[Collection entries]
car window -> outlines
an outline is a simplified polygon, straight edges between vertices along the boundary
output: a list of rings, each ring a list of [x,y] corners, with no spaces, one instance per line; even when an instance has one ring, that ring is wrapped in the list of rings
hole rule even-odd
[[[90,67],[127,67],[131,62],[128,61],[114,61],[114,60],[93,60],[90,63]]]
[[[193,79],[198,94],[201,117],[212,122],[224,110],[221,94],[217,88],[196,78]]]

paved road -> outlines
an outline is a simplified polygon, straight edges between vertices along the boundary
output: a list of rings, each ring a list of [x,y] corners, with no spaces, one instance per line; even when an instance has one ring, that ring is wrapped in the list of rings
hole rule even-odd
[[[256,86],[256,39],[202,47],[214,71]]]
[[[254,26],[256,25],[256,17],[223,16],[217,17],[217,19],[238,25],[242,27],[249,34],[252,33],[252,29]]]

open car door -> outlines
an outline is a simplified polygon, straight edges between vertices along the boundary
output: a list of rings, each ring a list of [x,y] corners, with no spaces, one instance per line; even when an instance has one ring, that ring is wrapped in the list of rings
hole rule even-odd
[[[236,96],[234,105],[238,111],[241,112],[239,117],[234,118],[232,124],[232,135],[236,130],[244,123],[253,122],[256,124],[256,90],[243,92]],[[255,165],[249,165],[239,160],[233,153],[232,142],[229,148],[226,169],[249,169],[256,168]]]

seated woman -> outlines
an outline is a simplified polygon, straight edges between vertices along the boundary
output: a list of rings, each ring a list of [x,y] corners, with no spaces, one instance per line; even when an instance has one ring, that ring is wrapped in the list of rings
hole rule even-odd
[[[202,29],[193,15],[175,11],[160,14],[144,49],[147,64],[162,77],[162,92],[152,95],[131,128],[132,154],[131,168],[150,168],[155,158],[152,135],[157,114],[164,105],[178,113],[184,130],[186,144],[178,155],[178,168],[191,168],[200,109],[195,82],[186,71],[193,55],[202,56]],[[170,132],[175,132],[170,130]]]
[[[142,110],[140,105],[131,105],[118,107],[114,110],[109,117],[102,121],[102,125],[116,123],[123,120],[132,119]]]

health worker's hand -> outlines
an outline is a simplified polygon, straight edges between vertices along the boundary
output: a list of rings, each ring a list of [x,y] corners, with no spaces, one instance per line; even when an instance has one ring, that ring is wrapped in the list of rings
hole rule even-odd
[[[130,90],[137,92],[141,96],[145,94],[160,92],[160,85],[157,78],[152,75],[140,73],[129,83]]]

*TASK DETAILS*.
Resize the data from the line with "health worker's hand -> outlines" up to and including the final line: write those lines out again, requests included, with every x and y coordinate in the answers multiplied by 1.9 and rounded to a whole number, halves rounding up.

*IN RESPONSE*.
health worker's hand -> outlines
an outline is a simplified polygon, straight edges between vertices along the boundary
output: a list of rings, each ring a list of [x,y] corners, with no spaces, one instance per line; even when an instance has one ring, that ring is wrapped in the list of rings
hole rule even-odd
[[[247,171],[260,175],[268,182],[276,179],[304,175],[304,162],[298,148],[289,143],[266,139],[245,158]]]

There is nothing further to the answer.